>> START Document text
There are times when we need to speak hard but truthful words to each other. Jesus commanded us to go a fellow believer who sins and point out their fault (Matt 18:15).

But that command is for a situation where you have direct knowledge of the sin, either because you were sinned against, or saw the person sin, or the believer is not hiding the sin.

We are not commanded to make assumptions about one another or accuse others of sin when we have no evidence. It is never wrong to ask if someone is in sin but it is never right to accuse without a clear basis.

Job’s friends had no evidence that he had sinned. Not one of them pointed out a specific instance of sin or even suggested specific ways in which he might have caused himself this trouble by sinning. They worked backward from his calamity to accusations of sin because, in their theology, God punishes sinners and rewards the righteous. Job’s tragedies were all the evidence they thought they needed to accuse him.
>> END Document text
>> START Data lines
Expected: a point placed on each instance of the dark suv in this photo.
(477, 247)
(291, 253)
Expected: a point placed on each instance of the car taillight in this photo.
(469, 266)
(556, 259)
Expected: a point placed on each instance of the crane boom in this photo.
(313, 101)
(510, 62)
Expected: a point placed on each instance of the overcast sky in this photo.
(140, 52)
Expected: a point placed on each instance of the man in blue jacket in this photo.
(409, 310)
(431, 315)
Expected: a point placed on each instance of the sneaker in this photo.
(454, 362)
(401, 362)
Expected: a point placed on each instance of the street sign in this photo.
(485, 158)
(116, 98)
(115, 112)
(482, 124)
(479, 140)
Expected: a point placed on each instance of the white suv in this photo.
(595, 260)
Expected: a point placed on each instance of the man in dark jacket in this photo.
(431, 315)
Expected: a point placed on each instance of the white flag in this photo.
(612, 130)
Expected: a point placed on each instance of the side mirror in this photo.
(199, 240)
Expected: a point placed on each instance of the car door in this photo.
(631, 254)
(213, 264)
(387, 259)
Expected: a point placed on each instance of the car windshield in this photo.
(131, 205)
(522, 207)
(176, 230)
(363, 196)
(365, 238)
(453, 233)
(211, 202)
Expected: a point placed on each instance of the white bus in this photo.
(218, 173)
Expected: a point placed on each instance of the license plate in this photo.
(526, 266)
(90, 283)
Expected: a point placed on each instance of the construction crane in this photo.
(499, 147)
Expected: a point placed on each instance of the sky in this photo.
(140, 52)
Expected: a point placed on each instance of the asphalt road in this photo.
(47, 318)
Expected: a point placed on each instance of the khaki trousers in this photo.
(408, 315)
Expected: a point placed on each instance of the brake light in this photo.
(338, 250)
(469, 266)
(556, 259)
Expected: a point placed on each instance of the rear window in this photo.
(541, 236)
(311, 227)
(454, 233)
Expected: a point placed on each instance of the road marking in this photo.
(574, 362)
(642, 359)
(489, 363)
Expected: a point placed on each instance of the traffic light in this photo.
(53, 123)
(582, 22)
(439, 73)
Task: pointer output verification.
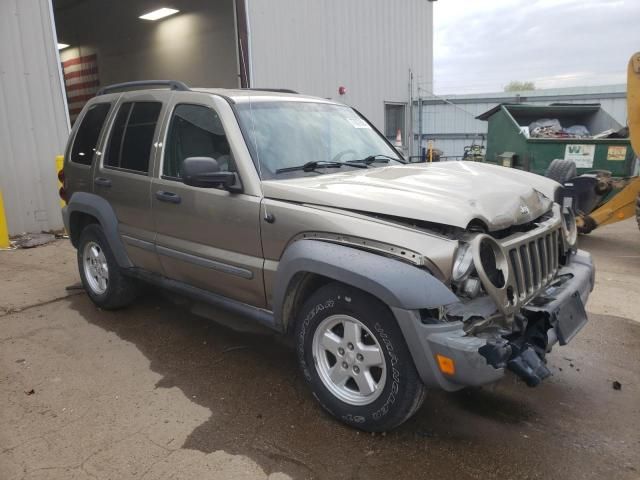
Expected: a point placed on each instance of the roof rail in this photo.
(172, 84)
(276, 90)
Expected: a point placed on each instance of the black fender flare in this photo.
(99, 208)
(396, 283)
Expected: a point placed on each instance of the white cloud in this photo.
(479, 46)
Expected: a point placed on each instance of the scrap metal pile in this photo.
(551, 128)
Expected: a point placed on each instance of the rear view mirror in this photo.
(204, 172)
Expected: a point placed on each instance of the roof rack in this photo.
(276, 90)
(172, 84)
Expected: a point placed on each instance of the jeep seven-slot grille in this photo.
(534, 262)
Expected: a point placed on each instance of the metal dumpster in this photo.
(511, 143)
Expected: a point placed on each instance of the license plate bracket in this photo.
(570, 318)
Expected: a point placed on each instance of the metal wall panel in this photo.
(450, 121)
(33, 120)
(368, 46)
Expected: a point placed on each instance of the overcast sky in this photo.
(481, 45)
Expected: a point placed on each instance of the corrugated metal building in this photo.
(450, 120)
(376, 49)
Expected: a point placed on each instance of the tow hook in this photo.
(523, 353)
(528, 366)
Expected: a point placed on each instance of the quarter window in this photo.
(132, 135)
(195, 131)
(86, 140)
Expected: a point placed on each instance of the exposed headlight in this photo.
(569, 228)
(462, 263)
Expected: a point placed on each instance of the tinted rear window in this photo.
(132, 135)
(85, 143)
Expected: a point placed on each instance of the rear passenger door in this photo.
(123, 175)
(81, 152)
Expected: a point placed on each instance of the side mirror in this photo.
(205, 172)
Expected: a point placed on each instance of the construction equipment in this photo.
(599, 171)
(618, 198)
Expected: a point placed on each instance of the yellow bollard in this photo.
(59, 166)
(4, 230)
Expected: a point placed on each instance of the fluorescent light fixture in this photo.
(158, 14)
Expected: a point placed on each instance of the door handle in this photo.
(168, 196)
(103, 182)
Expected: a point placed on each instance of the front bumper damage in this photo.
(554, 316)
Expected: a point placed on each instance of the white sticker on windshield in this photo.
(357, 122)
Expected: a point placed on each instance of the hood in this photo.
(449, 193)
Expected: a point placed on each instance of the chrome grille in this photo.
(534, 262)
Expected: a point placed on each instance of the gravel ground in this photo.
(155, 392)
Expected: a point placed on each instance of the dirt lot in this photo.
(155, 392)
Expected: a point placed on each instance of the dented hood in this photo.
(449, 193)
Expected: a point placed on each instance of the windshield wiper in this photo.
(312, 166)
(380, 158)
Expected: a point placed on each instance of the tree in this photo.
(517, 86)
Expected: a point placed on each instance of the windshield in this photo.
(285, 136)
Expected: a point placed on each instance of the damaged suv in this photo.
(391, 278)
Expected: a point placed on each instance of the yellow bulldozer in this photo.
(617, 199)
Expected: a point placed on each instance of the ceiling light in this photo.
(158, 14)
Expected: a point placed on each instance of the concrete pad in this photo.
(616, 252)
(36, 275)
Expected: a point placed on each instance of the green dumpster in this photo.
(510, 141)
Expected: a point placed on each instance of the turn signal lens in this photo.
(446, 364)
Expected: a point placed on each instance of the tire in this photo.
(398, 391)
(561, 170)
(100, 274)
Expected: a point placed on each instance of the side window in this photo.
(132, 135)
(84, 145)
(195, 131)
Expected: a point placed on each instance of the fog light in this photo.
(446, 364)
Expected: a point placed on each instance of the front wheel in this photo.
(354, 357)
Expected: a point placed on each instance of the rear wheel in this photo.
(100, 274)
(354, 357)
(561, 170)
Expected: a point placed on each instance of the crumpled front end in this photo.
(519, 295)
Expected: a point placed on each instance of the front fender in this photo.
(102, 211)
(397, 284)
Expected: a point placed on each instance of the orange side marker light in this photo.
(446, 364)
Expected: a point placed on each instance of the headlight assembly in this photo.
(462, 263)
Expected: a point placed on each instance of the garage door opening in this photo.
(200, 43)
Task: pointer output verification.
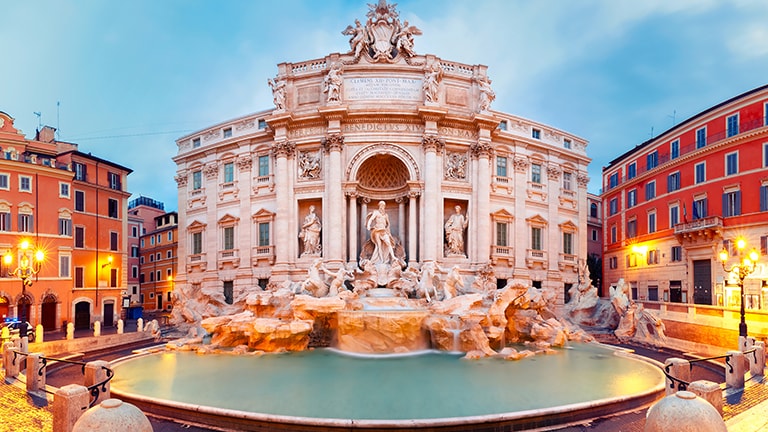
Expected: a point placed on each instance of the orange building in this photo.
(72, 206)
(673, 202)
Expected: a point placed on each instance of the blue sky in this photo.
(131, 77)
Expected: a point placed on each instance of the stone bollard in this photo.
(35, 379)
(734, 374)
(710, 392)
(94, 374)
(113, 415)
(39, 333)
(69, 403)
(757, 360)
(683, 412)
(677, 368)
(11, 367)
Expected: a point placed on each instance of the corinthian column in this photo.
(333, 210)
(482, 229)
(433, 228)
(284, 235)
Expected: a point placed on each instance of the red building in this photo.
(673, 202)
(72, 207)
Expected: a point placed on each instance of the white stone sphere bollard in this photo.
(683, 412)
(113, 415)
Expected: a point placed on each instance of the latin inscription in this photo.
(381, 88)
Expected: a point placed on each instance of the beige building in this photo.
(263, 196)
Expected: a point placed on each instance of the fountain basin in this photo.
(326, 390)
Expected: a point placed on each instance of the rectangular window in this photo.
(229, 292)
(25, 183)
(732, 203)
(613, 206)
(674, 149)
(631, 198)
(501, 234)
(613, 180)
(113, 208)
(732, 163)
(79, 277)
(229, 172)
(80, 172)
(229, 238)
(632, 228)
(632, 170)
(64, 266)
(264, 234)
(5, 221)
(652, 160)
(568, 243)
(674, 216)
(763, 198)
(79, 201)
(673, 181)
(700, 170)
(732, 125)
(677, 253)
(501, 166)
(701, 137)
(536, 173)
(26, 223)
(650, 190)
(567, 180)
(65, 227)
(536, 238)
(700, 208)
(197, 243)
(79, 237)
(114, 181)
(263, 166)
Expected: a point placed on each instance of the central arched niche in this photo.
(383, 176)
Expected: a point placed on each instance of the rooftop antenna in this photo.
(673, 116)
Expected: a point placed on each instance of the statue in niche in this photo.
(310, 233)
(431, 84)
(454, 232)
(456, 166)
(377, 224)
(487, 95)
(309, 165)
(358, 41)
(332, 84)
(278, 92)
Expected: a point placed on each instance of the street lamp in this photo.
(744, 268)
(30, 262)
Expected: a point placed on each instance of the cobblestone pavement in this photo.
(21, 412)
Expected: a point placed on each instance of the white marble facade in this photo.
(379, 123)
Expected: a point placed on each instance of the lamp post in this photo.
(29, 263)
(744, 268)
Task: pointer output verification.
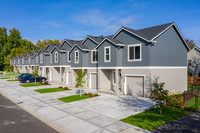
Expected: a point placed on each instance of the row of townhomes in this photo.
(126, 63)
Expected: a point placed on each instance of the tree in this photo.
(160, 95)
(80, 79)
(35, 72)
(190, 43)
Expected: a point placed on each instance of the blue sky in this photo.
(75, 19)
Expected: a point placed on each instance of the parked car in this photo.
(28, 78)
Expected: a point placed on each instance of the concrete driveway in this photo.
(95, 115)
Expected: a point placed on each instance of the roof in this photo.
(96, 39)
(80, 46)
(111, 39)
(151, 33)
(59, 48)
(72, 42)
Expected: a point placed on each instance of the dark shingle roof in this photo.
(98, 39)
(73, 42)
(151, 32)
(59, 47)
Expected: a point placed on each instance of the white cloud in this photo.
(103, 21)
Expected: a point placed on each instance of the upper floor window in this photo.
(76, 57)
(107, 54)
(189, 62)
(56, 57)
(134, 52)
(94, 56)
(68, 56)
(50, 58)
(41, 58)
(29, 60)
(36, 59)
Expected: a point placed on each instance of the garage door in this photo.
(135, 86)
(93, 81)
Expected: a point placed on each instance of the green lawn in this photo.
(31, 84)
(151, 119)
(12, 80)
(49, 90)
(191, 102)
(73, 98)
(5, 78)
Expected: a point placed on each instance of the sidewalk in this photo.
(95, 115)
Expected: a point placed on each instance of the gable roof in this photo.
(112, 40)
(44, 51)
(59, 48)
(151, 33)
(96, 39)
(72, 42)
(80, 46)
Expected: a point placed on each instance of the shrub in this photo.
(60, 87)
(66, 88)
(90, 94)
(191, 109)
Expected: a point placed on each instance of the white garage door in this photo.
(93, 81)
(135, 86)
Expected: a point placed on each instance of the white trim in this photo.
(68, 55)
(75, 56)
(134, 75)
(105, 54)
(56, 57)
(92, 56)
(41, 58)
(134, 45)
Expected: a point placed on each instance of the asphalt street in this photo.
(13, 119)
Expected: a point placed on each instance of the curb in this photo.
(37, 115)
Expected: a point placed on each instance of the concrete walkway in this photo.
(95, 115)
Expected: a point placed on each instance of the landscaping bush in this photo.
(176, 100)
(66, 88)
(90, 94)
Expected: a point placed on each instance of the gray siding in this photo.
(87, 56)
(129, 39)
(169, 50)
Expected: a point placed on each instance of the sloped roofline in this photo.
(152, 40)
(110, 41)
(57, 49)
(78, 47)
(89, 38)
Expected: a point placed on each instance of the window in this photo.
(50, 58)
(94, 56)
(68, 56)
(114, 78)
(76, 57)
(189, 62)
(41, 58)
(29, 60)
(134, 52)
(106, 54)
(56, 57)
(36, 59)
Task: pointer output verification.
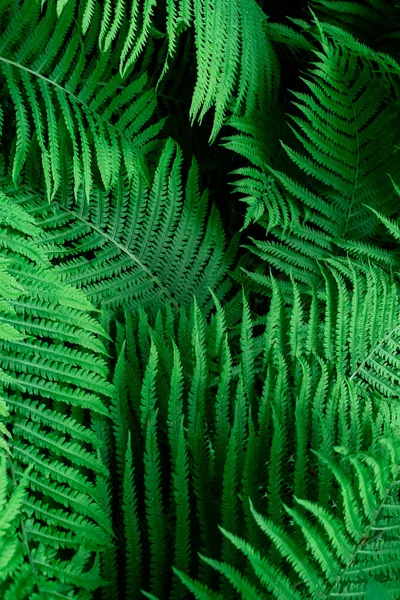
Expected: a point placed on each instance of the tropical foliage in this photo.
(199, 300)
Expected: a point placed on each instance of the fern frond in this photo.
(65, 107)
(139, 244)
(52, 402)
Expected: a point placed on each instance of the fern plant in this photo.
(139, 244)
(346, 114)
(180, 416)
(55, 388)
(236, 63)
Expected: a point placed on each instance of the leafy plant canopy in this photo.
(199, 300)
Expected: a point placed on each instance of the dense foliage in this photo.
(199, 300)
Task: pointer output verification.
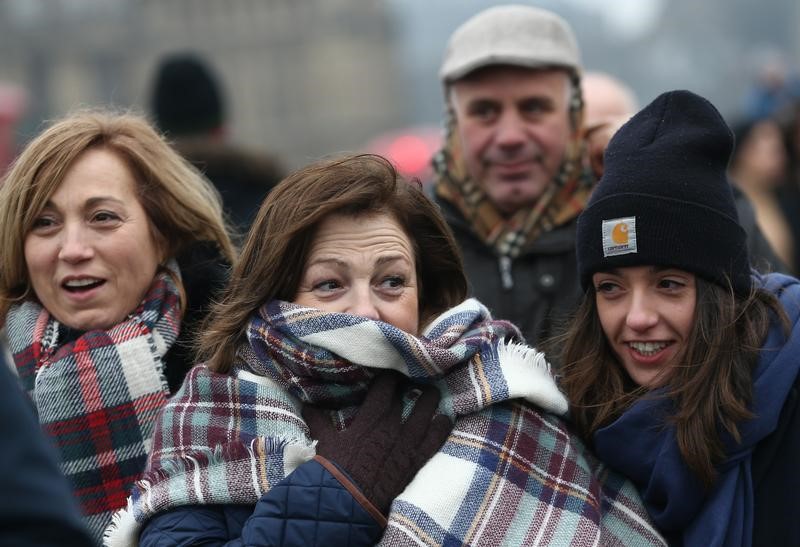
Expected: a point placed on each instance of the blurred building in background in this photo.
(303, 78)
(306, 78)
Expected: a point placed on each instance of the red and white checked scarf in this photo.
(97, 396)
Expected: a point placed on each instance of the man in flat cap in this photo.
(509, 178)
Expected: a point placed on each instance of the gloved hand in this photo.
(379, 452)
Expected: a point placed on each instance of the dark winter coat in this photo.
(312, 507)
(204, 272)
(537, 291)
(777, 479)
>> END Data lines
▶ Prompt:
Output, unchanged, the part of the text on accusing fellow believers of sin that opens with the words containing "There are times" and closes with "a clear basis.".

▶ Expected output:
There are times when we need to speak hard but truthful words to each other. Jesus commanded us to go a fellow believer who sins and point out their fault (Matt 18:15).

But that command is for a situation where you have direct knowledge of the sin, either because you were sinned against, or saw the person sin, or the believer is not hiding the sin.

We are not commanded to make assumptions about one another or accuse others of sin when we have no evidence. It is never wrong to ask if someone is in sin but it is never right to accuse without a clear basis.